Exercise description:
Reproduce the listing exactly, with no pictures in your copy.

── Data shown ──

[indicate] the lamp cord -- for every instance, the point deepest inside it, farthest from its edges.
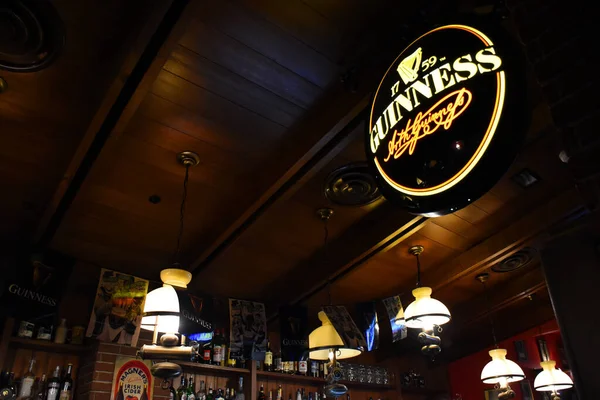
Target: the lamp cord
(325, 240)
(181, 214)
(418, 271)
(487, 300)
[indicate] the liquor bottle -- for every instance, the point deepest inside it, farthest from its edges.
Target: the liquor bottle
(217, 348)
(201, 394)
(224, 348)
(61, 332)
(230, 361)
(268, 358)
(182, 389)
(66, 386)
(207, 352)
(54, 385)
(121, 395)
(191, 389)
(240, 393)
(41, 389)
(278, 362)
(28, 380)
(172, 392)
(8, 390)
(314, 369)
(145, 393)
(261, 393)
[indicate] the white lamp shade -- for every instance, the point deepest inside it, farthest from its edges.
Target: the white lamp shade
(425, 312)
(161, 300)
(500, 370)
(324, 339)
(552, 379)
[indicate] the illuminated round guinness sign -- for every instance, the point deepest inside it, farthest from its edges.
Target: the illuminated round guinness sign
(447, 119)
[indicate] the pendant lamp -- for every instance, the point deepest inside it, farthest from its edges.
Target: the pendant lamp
(161, 307)
(552, 379)
(324, 343)
(424, 312)
(500, 371)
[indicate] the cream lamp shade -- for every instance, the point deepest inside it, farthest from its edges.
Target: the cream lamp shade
(161, 310)
(500, 370)
(425, 312)
(552, 379)
(325, 339)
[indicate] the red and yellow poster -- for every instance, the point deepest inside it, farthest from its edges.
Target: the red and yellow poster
(132, 380)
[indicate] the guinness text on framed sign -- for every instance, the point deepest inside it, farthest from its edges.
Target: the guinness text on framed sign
(447, 119)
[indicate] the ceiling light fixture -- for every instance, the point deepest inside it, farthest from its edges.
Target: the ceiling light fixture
(161, 308)
(552, 379)
(500, 371)
(325, 343)
(424, 312)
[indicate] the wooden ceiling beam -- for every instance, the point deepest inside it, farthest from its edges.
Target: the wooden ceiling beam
(500, 297)
(141, 65)
(378, 231)
(508, 241)
(321, 135)
(510, 321)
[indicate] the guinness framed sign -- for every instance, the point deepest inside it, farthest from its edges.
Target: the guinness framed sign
(447, 118)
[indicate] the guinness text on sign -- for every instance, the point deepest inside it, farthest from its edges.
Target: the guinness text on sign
(435, 116)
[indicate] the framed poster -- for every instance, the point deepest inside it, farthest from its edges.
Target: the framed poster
(118, 307)
(132, 380)
(32, 285)
(248, 329)
(395, 312)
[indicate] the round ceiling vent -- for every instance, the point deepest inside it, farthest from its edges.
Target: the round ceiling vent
(352, 185)
(31, 35)
(518, 260)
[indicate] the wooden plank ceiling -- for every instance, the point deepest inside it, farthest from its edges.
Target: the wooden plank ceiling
(254, 88)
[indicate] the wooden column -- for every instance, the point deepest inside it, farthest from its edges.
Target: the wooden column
(571, 264)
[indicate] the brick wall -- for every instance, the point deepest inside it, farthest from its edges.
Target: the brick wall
(559, 38)
(96, 372)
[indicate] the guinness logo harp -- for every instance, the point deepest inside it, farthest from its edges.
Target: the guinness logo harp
(447, 118)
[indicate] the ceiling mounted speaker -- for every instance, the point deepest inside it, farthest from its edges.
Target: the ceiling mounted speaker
(31, 35)
(351, 185)
(519, 260)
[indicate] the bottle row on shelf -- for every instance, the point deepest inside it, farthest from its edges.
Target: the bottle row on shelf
(30, 387)
(214, 353)
(187, 391)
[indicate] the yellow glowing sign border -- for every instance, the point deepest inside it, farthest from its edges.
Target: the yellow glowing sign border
(460, 175)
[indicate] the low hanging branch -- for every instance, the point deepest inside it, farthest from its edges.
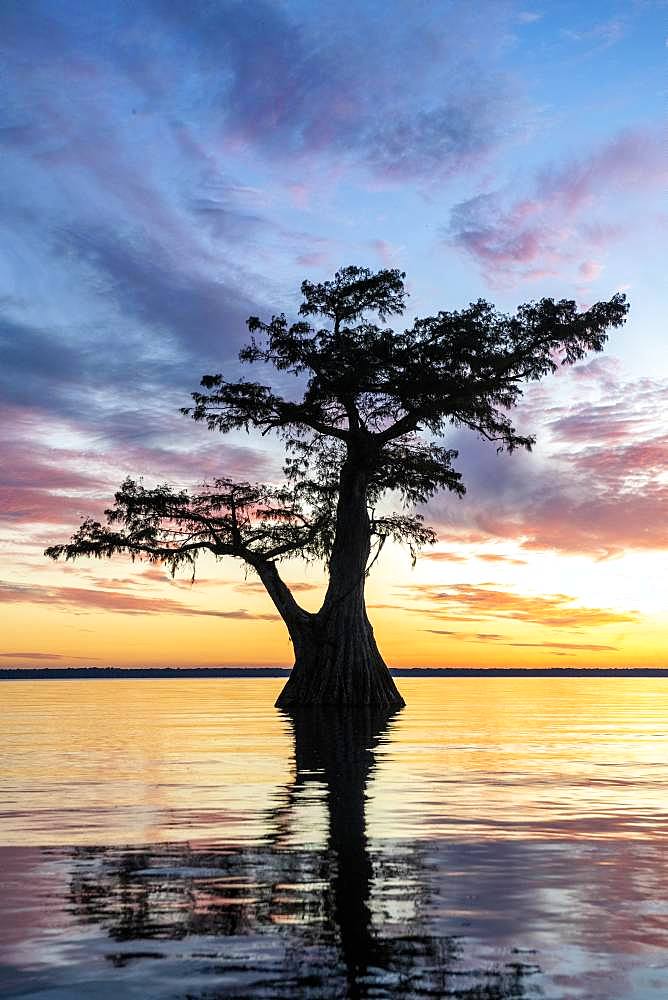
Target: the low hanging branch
(375, 405)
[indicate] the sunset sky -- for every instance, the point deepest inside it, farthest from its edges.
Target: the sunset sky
(170, 167)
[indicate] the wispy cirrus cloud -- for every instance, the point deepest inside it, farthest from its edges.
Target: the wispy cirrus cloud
(477, 602)
(595, 486)
(553, 225)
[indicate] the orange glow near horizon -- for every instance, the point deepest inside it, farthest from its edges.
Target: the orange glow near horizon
(469, 609)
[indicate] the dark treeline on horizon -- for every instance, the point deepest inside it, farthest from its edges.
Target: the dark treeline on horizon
(93, 673)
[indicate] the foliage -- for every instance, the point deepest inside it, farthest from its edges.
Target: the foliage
(374, 401)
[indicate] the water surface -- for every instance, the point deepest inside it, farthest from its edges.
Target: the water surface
(499, 837)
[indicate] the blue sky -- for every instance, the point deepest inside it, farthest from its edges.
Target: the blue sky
(169, 168)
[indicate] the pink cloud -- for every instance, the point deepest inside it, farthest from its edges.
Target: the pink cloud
(597, 484)
(88, 599)
(525, 237)
(590, 270)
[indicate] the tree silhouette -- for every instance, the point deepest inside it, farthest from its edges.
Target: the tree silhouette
(374, 403)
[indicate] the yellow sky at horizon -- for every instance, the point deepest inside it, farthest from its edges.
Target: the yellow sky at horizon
(478, 606)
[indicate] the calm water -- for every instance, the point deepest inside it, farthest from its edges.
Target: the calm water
(497, 838)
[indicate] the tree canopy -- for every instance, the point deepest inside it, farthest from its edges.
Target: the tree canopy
(377, 395)
(371, 408)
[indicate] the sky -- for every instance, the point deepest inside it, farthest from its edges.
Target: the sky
(170, 168)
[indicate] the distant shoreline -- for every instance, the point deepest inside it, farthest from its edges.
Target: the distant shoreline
(179, 673)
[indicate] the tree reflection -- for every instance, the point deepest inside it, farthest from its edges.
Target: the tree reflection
(322, 921)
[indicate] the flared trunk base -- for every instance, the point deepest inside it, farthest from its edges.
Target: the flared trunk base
(338, 663)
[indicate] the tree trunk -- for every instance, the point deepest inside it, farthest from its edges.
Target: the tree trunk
(337, 660)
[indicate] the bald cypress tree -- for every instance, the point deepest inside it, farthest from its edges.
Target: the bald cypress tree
(373, 406)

───

Output below:
[indicate] the lamp cord -- for every instance, the point deepest inside it, farthest from its edges.
Target: the lamp cord
(325, 240)
(181, 214)
(418, 271)
(487, 300)
[indicate] the liquor bottle -- for every instance, the point deepest inside it, farthest from its edges.
Target: the liquor bottle
(217, 348)
(201, 394)
(224, 348)
(61, 332)
(230, 361)
(268, 358)
(182, 389)
(66, 386)
(207, 352)
(54, 385)
(121, 395)
(191, 389)
(240, 393)
(41, 389)
(278, 362)
(28, 380)
(172, 392)
(8, 390)
(314, 369)
(145, 393)
(261, 393)
[indicate] the white lamp shade -- for every instance, the point deepest inside it, farthest from its edges.
Target: the white lamp shade
(425, 312)
(161, 300)
(500, 370)
(324, 339)
(552, 379)
[indicate] the illuminated round guinness sign -- for every instance, the point deepest inside it, farthest from its edges.
Target: the illuminated round guinness sign
(447, 119)
[indicate] the pendant lamp -- for every instance, the point deepest inside it, farthest from its edges.
Target: the pendant lamp
(161, 307)
(552, 379)
(324, 343)
(424, 312)
(500, 371)
[indicate] the cream lamp shade -- for every instance, the point deepest inside it, farthest from its edges.
Target: the cream lamp shade
(161, 310)
(500, 370)
(425, 312)
(552, 379)
(325, 339)
[indicate] the red and yellow poster -- for every instance, the point deepest inside it, farthest from its edges.
Target: the red and yellow poster
(132, 380)
[indicate] the guinness text on framed sign -- for every instance, the point deepest inside it, farthest from its edges.
Target: the guinness text on framed sign
(447, 119)
[indicate] the ceiling light fixture -- for every instance, the point deepest inside it, farthest from its edges.
Target: the ceiling light fixture
(161, 308)
(552, 379)
(500, 371)
(325, 343)
(424, 312)
[indicate] the wooden ceiling beam -- for every instance, the point deepest inside it, farthest from its edges.
Target: the wooden ceiling beam
(500, 297)
(141, 65)
(378, 231)
(508, 241)
(321, 135)
(510, 321)
[indicate] the guinness framed sign -- for every instance, the point deepest inside it, farthest from its edges.
Target: the guinness framed sign
(447, 118)
[indicate] the guinness text on sign -- for every instance, the point deepest inside it, farthest from its edges.
Target: the guinness text on sign
(435, 116)
[indicate] the framed poster -- for every instance, the point deepest inside it, farthest from its edges.
Target: the framed poster
(118, 307)
(132, 380)
(32, 285)
(248, 329)
(395, 312)
[indicate] the round ceiling vent -- for every instance, the point deepest inside it, farthest from its edges.
Target: the round ceiling vent
(352, 185)
(31, 35)
(518, 260)
[indicate] the wooden plank ceiling -- for every instance, the point deepest inside it, farthest from its edges.
Target: the wooden plank ceiling
(254, 88)
[indicate] the wooden column -- for every instance, the point deepest inside it, farthest from its edges.
Target: the wooden column
(571, 264)
[indicate] the brick wall -- for every instance, the point deepest inside it, farthest from its edges.
Target: the brick wall
(559, 38)
(96, 372)
[indicate] the guinness logo harp -- for every instance, the point deepest inside it, farthest from its edges.
Target: the guinness logo harp
(447, 118)
[indicate] the ceiling mounted speaker -- for every instance, the point deepest inside it, farthest from its edges.
Target: the ceiling mounted speaker
(31, 35)
(351, 185)
(519, 260)
[indicate] the bottle row on shelf -- for every instance, the point deepest inside it, farthest from its edges.
Target: the bottle row on shelf
(30, 387)
(214, 353)
(187, 391)
[indicate] the yellow glowing sign border -- for every instance, the point deepest inside it, farthest from its edges.
Target: the yellow glowing sign border
(460, 175)
[indicate] the low hanging branch -- for every instance, the point deepest inside it, farthest from its edges.
Target: the low hanging branch
(375, 405)
[indicate] the sunset sky -- for every instance, the point deepest inside it, farthest from its edges.
Target: the sunset sky
(170, 167)
[indicate] the wispy cirrus cloud -- for every instance, the point deepest inside it, farthest from its edges.
Target: the wispy cirrus cloud
(477, 602)
(595, 486)
(553, 225)
[indicate] the orange glow near horizon -- for every instance, the point deepest inside it, farthest from its edges.
Target: the orange glow near horizon
(469, 609)
[indicate] the dark treeline on horizon -- for every instance, the point deepest inside it, farthest from its edges.
Target: the dark treeline on horizon
(93, 673)
[indicate] the foliage -- for every instance, the point deepest inside it, farthest from its edges.
Target: the foliage
(374, 401)
[indicate] the water surface -- for every instance, the point deepest inside it, farthest from its edges.
Target: the water surface
(499, 837)
[indicate] the blue sky -- for every instance, the point deepest inside it, farthest from its edges.
Target: the blue sky
(169, 168)
[indicate] the pink cloud -- for every instance, the point deepest inside it, farthest from its edges.
Target: the pink cloud
(597, 484)
(88, 599)
(525, 237)
(590, 270)
[indicate] the tree silhouette -- for every instance, the point deepest inside it, farthest from its edges.
Target: the tree silhouette
(374, 403)
[indicate] the yellow sky at horizon -- for every instance, the point deepest inside it, farthest from its edges.
Target: the yellow sky at horizon
(478, 606)
[indicate] the calm water -- for every instance, the point deepest inside it, farthest from its edges.
Target: the calm water
(497, 838)
[indicate] the tree canopy -- for every instance, the point deepest inside it, farthest from its edges.
Target: the tree canopy
(377, 395)
(371, 408)
[indicate] the sky -- for every instance, the point deepest inside it, farthest from its edges.
Target: the sky
(170, 168)
[indicate] the distant shoreline -- for every instance, the point deepest inside it, farthest from its edges.
Target: the distant shoreline
(179, 673)
[indicate] the tree reflection -- for every instance, the point deepest inside it, farthest from its edges.
Target: the tree reflection
(322, 921)
[indicate] the flared trunk base -- for every instance, the point deepest inside it, farthest from its edges.
Target: the flared trunk base
(338, 663)
[indicate] the tree trunk -- for every instance, the point deepest inside it, farthest from its edges.
Target: the tree trunk
(337, 660)
[indicate] the bald cypress tree -- for every instance, the point deepest inside it, farthest from its edges.
Target: the bald cypress tree
(373, 406)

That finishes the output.